__PROBLEM DESCRIPTION__
List every line of the material below that contains the word "illuminated", and copy each of those lines in full.

Excerpt from a dataset:
— Begin —

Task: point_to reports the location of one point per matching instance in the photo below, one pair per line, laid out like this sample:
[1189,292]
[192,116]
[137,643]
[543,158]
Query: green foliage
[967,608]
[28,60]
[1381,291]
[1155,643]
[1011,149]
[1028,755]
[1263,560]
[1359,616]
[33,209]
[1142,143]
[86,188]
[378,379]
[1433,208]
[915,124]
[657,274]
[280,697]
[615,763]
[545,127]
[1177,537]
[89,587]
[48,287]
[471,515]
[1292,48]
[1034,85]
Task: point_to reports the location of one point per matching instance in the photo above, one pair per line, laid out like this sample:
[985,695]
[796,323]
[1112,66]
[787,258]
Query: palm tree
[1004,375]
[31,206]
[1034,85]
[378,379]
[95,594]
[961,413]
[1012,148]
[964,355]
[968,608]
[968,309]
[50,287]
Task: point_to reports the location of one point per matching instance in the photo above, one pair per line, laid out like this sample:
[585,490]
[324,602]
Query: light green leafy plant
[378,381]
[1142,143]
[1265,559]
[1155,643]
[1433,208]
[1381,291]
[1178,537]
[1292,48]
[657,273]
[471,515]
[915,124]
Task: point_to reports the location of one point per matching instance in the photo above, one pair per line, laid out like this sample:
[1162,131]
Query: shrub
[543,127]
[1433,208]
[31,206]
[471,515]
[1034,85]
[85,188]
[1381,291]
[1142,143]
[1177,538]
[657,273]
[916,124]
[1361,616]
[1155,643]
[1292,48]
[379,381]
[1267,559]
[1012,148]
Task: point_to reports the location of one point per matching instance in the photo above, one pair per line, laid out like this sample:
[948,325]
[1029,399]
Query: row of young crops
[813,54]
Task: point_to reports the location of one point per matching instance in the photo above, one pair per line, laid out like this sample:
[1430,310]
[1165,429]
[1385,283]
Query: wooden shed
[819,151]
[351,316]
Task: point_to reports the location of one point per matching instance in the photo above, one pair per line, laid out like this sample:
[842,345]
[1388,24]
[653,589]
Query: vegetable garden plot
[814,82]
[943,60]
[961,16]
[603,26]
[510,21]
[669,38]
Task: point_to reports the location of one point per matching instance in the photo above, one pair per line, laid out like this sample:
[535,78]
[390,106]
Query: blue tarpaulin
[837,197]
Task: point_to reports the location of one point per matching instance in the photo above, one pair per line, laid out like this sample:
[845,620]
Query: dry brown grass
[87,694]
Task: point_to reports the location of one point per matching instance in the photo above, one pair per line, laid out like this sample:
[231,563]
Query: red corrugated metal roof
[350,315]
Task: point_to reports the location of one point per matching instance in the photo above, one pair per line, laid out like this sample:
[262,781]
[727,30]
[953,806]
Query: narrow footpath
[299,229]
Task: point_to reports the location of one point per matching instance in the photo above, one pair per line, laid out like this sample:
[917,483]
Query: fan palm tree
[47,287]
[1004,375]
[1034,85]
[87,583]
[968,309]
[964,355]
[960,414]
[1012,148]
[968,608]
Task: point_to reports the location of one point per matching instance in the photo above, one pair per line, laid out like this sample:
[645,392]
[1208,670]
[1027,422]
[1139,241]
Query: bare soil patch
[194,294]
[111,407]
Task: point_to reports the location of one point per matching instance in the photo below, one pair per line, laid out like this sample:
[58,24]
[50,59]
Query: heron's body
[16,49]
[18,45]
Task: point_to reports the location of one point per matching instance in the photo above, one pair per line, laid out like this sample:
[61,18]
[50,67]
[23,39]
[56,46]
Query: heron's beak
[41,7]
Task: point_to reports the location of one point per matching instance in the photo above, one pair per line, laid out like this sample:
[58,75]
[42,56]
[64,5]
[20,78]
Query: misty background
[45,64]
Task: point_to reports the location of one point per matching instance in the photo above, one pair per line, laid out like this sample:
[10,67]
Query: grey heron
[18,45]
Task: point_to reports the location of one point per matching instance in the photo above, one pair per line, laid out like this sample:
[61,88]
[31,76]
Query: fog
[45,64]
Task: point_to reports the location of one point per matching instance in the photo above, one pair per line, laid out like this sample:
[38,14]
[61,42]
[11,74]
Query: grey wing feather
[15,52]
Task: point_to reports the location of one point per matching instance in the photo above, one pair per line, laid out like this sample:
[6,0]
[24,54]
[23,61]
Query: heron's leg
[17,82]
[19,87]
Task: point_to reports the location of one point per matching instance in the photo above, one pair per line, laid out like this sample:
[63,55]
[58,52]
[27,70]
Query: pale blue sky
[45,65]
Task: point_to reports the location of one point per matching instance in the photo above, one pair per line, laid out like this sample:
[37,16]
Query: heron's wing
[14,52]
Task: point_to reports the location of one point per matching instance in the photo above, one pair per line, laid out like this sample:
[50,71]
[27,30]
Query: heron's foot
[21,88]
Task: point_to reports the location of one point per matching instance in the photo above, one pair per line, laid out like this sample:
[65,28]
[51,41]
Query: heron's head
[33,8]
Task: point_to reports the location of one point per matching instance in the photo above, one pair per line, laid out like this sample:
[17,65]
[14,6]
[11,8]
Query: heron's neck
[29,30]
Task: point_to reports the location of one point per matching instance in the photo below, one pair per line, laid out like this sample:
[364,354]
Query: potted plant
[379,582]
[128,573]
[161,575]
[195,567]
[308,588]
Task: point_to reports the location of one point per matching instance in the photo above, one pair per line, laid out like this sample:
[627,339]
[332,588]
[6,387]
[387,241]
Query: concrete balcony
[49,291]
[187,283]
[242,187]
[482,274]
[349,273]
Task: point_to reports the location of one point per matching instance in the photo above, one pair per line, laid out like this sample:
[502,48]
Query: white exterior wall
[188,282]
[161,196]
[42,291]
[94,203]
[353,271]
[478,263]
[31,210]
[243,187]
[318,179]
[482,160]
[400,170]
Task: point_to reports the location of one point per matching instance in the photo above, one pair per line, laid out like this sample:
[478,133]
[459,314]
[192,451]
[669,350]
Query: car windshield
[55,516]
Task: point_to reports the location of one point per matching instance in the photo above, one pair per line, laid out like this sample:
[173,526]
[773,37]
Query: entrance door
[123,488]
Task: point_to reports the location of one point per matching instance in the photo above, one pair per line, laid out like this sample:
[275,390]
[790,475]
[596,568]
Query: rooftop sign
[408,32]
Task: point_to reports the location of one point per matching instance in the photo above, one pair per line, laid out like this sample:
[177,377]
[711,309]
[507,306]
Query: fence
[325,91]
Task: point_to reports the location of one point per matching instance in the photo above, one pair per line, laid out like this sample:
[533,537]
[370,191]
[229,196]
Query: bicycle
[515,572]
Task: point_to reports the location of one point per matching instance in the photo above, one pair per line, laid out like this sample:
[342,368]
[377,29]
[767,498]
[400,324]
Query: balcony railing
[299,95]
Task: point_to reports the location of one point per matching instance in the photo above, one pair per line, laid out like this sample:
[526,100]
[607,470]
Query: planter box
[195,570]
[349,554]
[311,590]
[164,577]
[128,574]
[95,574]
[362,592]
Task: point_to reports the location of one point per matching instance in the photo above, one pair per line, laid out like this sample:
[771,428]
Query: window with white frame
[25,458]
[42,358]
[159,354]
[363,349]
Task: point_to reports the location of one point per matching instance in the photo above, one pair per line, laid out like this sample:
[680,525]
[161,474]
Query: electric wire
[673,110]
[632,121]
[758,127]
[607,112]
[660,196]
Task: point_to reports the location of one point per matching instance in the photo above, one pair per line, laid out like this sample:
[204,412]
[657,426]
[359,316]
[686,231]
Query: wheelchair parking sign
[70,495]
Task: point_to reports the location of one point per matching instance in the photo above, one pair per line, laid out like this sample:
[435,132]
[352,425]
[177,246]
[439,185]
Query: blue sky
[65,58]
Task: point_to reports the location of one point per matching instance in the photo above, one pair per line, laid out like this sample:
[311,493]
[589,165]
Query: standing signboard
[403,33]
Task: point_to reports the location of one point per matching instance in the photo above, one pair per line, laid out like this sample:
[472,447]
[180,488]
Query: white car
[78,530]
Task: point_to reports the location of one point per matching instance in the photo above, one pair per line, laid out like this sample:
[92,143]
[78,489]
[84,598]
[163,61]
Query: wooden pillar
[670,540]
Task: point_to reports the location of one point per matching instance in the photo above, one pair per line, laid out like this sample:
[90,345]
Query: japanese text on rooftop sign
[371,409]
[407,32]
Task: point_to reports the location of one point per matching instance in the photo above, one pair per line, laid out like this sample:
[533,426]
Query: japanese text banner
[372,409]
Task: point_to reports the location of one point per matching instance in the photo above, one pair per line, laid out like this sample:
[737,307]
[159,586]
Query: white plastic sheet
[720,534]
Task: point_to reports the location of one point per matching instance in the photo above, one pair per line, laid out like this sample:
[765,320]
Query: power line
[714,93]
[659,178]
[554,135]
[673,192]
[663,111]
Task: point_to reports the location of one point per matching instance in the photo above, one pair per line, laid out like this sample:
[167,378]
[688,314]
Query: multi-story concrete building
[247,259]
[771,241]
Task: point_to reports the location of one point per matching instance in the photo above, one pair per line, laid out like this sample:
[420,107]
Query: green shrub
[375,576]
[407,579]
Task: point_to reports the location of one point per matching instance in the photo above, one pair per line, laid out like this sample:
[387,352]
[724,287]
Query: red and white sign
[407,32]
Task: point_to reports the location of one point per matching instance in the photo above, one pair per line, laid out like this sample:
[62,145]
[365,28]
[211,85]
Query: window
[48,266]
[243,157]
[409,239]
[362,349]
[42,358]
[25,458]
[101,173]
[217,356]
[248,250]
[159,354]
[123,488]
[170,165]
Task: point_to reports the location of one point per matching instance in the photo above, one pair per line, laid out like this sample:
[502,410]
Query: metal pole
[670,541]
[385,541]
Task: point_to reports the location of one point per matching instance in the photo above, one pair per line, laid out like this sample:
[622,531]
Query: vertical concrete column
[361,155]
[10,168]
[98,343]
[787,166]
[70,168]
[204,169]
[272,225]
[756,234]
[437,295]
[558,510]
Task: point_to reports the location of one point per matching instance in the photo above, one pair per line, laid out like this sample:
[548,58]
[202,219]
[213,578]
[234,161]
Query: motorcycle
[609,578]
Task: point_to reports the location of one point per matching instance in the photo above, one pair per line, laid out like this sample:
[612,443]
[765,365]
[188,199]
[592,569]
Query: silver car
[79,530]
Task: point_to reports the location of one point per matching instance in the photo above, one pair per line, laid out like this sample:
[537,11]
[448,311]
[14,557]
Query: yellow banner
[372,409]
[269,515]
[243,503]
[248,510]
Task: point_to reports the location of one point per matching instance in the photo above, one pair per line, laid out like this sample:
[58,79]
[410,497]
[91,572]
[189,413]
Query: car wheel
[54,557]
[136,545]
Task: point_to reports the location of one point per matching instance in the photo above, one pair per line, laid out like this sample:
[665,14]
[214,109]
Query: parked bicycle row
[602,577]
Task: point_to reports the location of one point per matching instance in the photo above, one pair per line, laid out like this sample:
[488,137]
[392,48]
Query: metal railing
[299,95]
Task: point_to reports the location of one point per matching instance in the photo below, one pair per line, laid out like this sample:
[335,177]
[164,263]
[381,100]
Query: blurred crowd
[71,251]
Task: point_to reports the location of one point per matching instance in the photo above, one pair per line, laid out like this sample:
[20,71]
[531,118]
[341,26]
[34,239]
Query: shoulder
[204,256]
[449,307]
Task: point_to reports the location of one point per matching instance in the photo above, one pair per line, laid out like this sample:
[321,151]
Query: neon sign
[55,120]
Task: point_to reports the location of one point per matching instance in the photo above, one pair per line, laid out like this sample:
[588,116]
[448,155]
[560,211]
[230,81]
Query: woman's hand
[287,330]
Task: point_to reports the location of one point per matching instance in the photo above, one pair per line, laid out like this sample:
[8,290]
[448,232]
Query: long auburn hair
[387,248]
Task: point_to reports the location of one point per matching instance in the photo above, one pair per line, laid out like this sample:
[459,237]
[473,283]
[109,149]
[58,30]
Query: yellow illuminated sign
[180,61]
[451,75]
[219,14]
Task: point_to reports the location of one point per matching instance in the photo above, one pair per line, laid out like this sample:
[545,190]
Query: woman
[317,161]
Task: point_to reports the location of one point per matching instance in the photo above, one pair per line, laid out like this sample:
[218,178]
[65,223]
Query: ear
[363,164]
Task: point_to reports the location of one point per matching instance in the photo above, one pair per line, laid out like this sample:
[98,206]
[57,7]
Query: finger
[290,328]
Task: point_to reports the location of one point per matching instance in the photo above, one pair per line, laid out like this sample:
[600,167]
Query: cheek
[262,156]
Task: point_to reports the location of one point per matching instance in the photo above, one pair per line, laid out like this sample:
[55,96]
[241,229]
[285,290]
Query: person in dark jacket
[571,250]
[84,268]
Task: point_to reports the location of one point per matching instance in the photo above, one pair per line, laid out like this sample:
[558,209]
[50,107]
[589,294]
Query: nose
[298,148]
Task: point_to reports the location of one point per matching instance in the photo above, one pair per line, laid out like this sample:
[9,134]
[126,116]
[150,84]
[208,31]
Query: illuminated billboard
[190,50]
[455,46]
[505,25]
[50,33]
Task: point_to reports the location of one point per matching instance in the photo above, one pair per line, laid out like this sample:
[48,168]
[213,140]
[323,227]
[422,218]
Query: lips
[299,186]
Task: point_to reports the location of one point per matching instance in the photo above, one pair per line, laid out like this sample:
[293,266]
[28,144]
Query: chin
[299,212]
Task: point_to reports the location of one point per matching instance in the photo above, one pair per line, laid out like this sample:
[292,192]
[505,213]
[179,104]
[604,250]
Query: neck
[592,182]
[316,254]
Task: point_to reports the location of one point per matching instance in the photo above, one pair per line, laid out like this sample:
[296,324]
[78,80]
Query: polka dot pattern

— End —

__EXPECTED OUTPUT__
Query: yellow illuminated sign
Query: illuminated billboard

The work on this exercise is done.